**CHALLENGE 1:** Reproduce the part of the limit thread between "Putting $x=2,$" and "is the answer.", inclusive.
**CHALLENGE 2:** In the first answer of the limit thread, what factorization is given for a² − b²?

**READING TEXT:**
- - - - -

Question

limit X tends to 2 x3-8/x2-4​

Answer 1

Given to find,

$\displaystyle\longrightarrow L=\lim_{x\to2}\dfrac{x^3-8}{x^2-4}$

or,

$\displaystyle\longrightarrow L=\lim_{x\to2}\dfrac{x^3-2^3}{x^2-2^2}$

We know that,

• $a^3-b^3=(a-b)(a^2+ab+b^2)$

• $a^2-b^2=(a-b)(a+b)$

Thus, factorising numerator and denominator each we get,

$\displaystyle\longrightarrow L=\lim_{x\to2}\dfrac{(x-2)(x^2+2x+2^2)}{(x-2)(x+2)}$

$\displaystyle\longrightarrow L=\lim_{x\to2}\dfrac{x^2+2x+4}{x+2}$

Putting $x=2,$

$\displaystyle\longrightarrow L=\dfrac{2^2+2\times2+4}{2+2}$

$\displaystyle\longrightarrow L=\dfrac{12}{4}$

$\displaystyle\longrightarrow\underline{\underline{L=3}}$

Hence 3 is the answer.

Answer 2

Answer:

3

Step-by-step explanation:

LIM x tends to 3

$\frac{ {x}^{3} - 8 } { {x}^{2} - 4}$

a³-b³ = (a-b) (a²ab+b²)

LIM X tends to 3

$\frac{(x - 2)( {x}^{2} + 2x + 4)}{(x - 2)(x + 2)}$

LIM x tends to 3

$\frac{( {x}^{2} + 2x + 4)}{(x + 2)}$

Now put x as 3

We get

$\frac{4 + 4 + 4}{4}$

Ans = 3

- - - - -

**MATERIAL:**

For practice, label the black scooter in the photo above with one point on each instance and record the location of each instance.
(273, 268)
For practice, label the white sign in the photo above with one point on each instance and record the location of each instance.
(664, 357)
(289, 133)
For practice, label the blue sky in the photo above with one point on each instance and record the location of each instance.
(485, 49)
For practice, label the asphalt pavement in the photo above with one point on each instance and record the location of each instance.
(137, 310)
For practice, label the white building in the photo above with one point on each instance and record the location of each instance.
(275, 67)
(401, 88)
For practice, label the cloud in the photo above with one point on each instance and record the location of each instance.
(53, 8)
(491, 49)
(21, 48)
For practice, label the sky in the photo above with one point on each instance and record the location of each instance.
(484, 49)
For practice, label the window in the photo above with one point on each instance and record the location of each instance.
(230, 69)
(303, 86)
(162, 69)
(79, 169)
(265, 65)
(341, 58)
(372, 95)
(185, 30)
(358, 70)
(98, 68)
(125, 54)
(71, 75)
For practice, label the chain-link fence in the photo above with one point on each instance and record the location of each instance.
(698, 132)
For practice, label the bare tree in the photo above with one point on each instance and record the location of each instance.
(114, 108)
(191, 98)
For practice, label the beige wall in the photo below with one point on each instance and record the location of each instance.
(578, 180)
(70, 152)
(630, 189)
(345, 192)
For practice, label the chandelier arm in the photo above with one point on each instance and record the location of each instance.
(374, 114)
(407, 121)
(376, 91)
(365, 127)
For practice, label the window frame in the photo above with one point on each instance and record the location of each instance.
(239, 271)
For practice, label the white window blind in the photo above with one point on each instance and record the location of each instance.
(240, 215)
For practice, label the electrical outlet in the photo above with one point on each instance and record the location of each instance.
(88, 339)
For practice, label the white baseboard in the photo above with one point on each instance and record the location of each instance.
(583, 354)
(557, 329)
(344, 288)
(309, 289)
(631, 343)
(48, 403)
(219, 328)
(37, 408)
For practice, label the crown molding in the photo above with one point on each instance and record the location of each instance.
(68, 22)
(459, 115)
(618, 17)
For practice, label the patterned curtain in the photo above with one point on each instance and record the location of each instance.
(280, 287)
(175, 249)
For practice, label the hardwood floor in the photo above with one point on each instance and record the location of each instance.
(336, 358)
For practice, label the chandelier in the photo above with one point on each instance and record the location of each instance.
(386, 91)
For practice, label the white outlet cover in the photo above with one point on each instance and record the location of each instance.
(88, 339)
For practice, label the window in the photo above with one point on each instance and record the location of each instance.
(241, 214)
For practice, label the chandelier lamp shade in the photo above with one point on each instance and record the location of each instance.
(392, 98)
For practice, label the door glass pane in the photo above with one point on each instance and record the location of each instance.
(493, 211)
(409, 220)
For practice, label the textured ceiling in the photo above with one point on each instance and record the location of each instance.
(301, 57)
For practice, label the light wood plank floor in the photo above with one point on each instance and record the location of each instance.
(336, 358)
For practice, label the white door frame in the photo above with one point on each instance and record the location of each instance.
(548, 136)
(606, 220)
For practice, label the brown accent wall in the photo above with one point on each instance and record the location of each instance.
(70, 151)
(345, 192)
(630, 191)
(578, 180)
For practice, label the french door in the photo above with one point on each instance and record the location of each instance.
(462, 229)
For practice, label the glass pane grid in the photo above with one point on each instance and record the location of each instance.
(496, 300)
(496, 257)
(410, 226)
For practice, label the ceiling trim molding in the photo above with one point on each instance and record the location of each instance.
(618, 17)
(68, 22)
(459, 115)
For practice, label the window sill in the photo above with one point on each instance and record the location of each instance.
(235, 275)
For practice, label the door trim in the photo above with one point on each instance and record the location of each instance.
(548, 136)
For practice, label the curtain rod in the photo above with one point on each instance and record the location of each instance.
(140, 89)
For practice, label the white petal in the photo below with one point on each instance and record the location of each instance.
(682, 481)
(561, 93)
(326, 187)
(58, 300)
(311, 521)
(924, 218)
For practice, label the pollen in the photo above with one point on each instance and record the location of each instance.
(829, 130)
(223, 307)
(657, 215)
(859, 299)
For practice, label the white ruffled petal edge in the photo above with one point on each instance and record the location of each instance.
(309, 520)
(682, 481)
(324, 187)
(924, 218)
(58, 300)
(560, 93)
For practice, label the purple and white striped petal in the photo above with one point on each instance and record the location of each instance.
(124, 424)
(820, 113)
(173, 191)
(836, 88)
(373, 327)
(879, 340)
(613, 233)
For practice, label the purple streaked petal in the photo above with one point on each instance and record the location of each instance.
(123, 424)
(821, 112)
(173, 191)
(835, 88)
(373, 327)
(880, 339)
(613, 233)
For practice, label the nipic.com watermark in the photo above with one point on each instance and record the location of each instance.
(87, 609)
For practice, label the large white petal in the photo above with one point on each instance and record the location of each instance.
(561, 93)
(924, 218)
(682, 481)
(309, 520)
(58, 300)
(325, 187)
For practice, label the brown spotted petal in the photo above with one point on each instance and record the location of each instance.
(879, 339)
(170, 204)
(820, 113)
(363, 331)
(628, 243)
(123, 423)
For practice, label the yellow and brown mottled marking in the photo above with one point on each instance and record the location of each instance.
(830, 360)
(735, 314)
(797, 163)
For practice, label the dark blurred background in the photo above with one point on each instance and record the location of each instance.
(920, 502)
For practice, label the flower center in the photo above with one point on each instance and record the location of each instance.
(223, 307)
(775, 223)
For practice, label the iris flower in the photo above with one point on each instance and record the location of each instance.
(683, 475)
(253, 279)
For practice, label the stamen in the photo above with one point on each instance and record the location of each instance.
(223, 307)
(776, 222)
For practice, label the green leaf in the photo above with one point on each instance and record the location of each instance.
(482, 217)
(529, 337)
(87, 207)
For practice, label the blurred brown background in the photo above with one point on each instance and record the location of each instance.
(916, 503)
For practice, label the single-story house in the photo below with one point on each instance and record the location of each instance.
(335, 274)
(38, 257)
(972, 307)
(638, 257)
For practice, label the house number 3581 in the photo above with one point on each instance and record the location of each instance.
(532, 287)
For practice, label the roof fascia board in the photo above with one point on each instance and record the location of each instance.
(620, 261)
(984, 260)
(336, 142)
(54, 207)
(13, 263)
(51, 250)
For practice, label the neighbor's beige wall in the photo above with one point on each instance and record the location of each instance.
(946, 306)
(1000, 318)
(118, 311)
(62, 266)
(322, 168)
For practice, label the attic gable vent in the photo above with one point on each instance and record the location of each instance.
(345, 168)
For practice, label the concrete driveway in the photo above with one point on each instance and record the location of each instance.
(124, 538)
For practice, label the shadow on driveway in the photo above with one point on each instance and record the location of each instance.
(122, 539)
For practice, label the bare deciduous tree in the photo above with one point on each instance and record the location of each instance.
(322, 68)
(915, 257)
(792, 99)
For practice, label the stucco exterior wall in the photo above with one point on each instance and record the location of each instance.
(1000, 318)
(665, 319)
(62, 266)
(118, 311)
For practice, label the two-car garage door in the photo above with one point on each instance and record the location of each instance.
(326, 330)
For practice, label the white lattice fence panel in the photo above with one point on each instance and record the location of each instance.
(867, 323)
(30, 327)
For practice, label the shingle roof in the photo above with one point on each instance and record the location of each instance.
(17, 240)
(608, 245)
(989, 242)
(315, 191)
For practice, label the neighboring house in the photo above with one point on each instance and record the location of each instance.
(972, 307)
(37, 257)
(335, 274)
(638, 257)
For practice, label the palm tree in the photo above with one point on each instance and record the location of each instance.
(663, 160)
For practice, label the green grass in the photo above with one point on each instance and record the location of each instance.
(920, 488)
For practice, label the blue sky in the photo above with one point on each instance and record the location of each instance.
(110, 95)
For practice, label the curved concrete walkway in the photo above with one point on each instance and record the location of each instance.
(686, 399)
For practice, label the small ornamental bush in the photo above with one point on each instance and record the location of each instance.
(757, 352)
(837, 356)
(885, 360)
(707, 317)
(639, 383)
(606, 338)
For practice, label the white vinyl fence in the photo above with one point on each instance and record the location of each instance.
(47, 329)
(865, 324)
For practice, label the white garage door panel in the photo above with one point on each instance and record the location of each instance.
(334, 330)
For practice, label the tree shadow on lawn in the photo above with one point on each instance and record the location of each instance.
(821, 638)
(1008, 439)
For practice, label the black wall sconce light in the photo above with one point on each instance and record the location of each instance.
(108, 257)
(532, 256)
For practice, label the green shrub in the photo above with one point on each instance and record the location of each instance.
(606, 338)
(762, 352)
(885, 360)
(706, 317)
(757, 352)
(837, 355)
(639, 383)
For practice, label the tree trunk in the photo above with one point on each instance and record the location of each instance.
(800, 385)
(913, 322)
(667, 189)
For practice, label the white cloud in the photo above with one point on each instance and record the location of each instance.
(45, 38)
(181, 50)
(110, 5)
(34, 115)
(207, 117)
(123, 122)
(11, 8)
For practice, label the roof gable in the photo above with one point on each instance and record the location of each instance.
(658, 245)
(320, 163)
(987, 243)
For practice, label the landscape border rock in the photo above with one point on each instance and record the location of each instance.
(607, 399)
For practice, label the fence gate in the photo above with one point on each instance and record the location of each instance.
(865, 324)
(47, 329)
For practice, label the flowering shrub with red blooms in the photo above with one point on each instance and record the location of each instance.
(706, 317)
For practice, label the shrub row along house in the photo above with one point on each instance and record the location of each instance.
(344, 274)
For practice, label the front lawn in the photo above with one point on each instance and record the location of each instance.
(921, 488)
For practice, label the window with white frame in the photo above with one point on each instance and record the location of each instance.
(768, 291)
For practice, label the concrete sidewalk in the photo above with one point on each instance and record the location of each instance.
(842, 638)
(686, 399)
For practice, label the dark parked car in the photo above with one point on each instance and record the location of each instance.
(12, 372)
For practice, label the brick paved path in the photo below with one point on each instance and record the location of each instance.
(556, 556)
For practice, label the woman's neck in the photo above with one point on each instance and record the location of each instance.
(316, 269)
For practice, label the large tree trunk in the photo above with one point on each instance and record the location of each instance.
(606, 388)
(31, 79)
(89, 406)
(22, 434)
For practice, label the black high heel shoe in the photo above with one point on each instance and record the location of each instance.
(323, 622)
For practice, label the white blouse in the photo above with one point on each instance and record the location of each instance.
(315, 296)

- - - - -

**EXERCISE RESULT 1:**
Putting $x=2,$

$\displaystyle\longrightarrow L=\dfrac{2^2+2\times2+4}{2+2}$

$\displaystyle\longrightarrow L=\dfrac{12}{4}$

$\displaystyle\longrightarrow\underline{\underline{L=3}}$

Hence 3 is the answer.

**EXERCISE RESULT 2:** a² − b² = (a − b)(a + b)